### WORK TO COMPLETE
1: The music excerpt puts "they" in quotation marks when describing the Azusa Plane. Why does the writer correct that word?
2: Format the bounding-box entries as a two-column CSV with the columns request and answer. Start at the first entry, end at the line that contains "275, 203, 409, 320", and leave the pictures out.
━━━ SOURCE EXTRACT
And then there was D. Boon. Short, fat, bad hair, wearing an old flannel shirt, and just rocking the place to death. He wasn’t what McNew expected from his rockers, and it showed him that he didn’t have to be thin or handsome or well-dressed or, really, anything in particular. Like the Minutemen said, “our band could be your life, real names will be proof.” They were real and regular guys, and knowing who they were didn’t matter if you knew what they did.

The first thing I knew about the Azusa Plane was what they did. Well, not “they” really – the band is essentially one guy, Jason DiEmilio. He lived out in the Philly ‘burbs, and in 1997 my editor at a local paper passed me a copy of Tycho Magnetic Anomaly and the Full Consciousness of Hidden Harmony, his debut CD, and 7” with an assignment for a review.
━━━━━━
━━━ THE RECORDS
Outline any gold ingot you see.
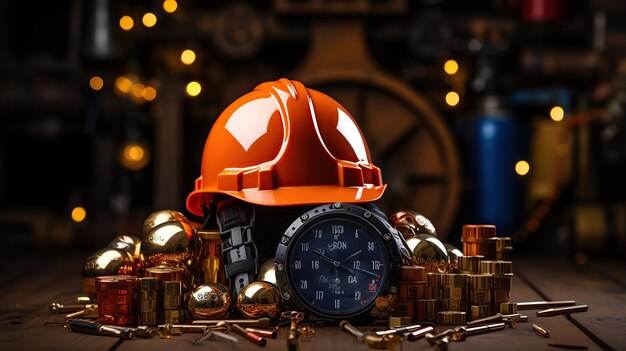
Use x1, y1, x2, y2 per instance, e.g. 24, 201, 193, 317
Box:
407, 234, 450, 273
82, 248, 139, 295
108, 235, 141, 259
187, 283, 232, 319
256, 258, 276, 285
235, 282, 283, 319
141, 210, 191, 237
141, 221, 200, 268
389, 210, 437, 239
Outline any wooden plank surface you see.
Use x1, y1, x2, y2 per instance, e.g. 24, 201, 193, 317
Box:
0, 255, 118, 350
516, 260, 626, 350
0, 255, 626, 351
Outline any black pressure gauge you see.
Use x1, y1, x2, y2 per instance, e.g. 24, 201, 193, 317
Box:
275, 203, 409, 320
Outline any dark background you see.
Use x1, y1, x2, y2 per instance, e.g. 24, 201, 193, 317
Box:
0, 0, 626, 264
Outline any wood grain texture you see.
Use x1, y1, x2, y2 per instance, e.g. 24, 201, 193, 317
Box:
517, 260, 626, 350
0, 255, 626, 351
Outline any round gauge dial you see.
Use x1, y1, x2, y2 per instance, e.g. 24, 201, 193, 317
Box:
287, 218, 388, 315
276, 204, 400, 319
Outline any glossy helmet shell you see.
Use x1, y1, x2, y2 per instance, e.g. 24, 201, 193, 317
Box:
187, 79, 386, 215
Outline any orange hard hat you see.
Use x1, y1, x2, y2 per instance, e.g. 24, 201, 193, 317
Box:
187, 79, 386, 215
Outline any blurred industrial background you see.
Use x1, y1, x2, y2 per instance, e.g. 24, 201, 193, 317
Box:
0, 0, 626, 263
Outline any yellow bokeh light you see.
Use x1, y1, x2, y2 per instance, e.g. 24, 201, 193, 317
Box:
71, 206, 87, 223
132, 83, 146, 98
550, 106, 565, 122
143, 86, 157, 101
446, 91, 461, 106
120, 16, 135, 30
443, 60, 459, 75
141, 12, 156, 28
515, 160, 530, 176
163, 0, 178, 13
89, 76, 104, 91
115, 76, 133, 94
186, 81, 202, 96
180, 49, 196, 65
120, 142, 150, 171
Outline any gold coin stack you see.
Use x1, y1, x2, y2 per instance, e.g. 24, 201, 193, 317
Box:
467, 274, 493, 320
461, 224, 496, 260
396, 266, 426, 321
480, 261, 513, 311
437, 311, 466, 325
162, 280, 185, 324
417, 299, 439, 322
494, 236, 513, 261
441, 273, 467, 312
139, 277, 159, 325
426, 273, 445, 300
458, 255, 484, 274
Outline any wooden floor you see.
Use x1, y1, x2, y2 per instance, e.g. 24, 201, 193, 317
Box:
0, 255, 626, 351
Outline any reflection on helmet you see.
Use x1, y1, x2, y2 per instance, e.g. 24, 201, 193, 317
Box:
187, 79, 386, 215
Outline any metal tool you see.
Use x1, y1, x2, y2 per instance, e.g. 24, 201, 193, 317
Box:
189, 328, 239, 345
191, 317, 270, 328
65, 319, 135, 340
339, 320, 402, 351
135, 325, 156, 339
158, 323, 209, 334
231, 324, 267, 346
467, 313, 504, 326
532, 323, 550, 338
49, 302, 98, 313
517, 300, 576, 311
374, 324, 422, 335
280, 311, 304, 351
298, 325, 315, 337
502, 313, 528, 323
424, 329, 456, 345
537, 305, 589, 317
452, 323, 505, 341
404, 326, 435, 341
245, 328, 278, 339
64, 304, 98, 319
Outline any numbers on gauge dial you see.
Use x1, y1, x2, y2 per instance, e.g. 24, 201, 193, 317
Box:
288, 218, 388, 315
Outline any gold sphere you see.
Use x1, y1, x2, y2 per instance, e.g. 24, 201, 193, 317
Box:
82, 247, 139, 295
256, 258, 276, 285
187, 283, 232, 319
141, 221, 201, 268
407, 234, 450, 273
141, 210, 191, 238
236, 282, 283, 319
108, 235, 141, 259
389, 210, 437, 239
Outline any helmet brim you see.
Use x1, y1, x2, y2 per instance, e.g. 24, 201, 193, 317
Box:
187, 184, 387, 216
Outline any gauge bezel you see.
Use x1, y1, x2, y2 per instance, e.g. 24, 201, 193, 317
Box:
275, 203, 406, 320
━━━━━━
### ANSWERS FOR THE EXERCISE
1: The writer corrects "they" because the Azusa Plane is essentially one person, Jason DiEmilio, not a full band.

2:
request,answer
"Outline any gold ingot you see. Use x1, y1, x2, y2 per instance, e.g. 24, 201, 193, 317 Box:","407, 234, 450, 273 82, 248, 139, 295 108, 235, 141, 259 187, 283, 232, 319 256, 258, 276, 285 235, 282, 283, 319 141, 210, 191, 237 141, 221, 200, 268 389, 210, 437, 239"
"Outline any wooden plank surface you see. Use x1, y1, x2, y2 per instance, e.g. 24, 201, 193, 317 Box:","0, 255, 118, 350 516, 260, 626, 350 0, 255, 626, 351"
"Outline any black pressure gauge you see. Use x1, y1, x2, y2 per instance, e.g. 24, 201, 193, 317 Box:","275, 203, 409, 320"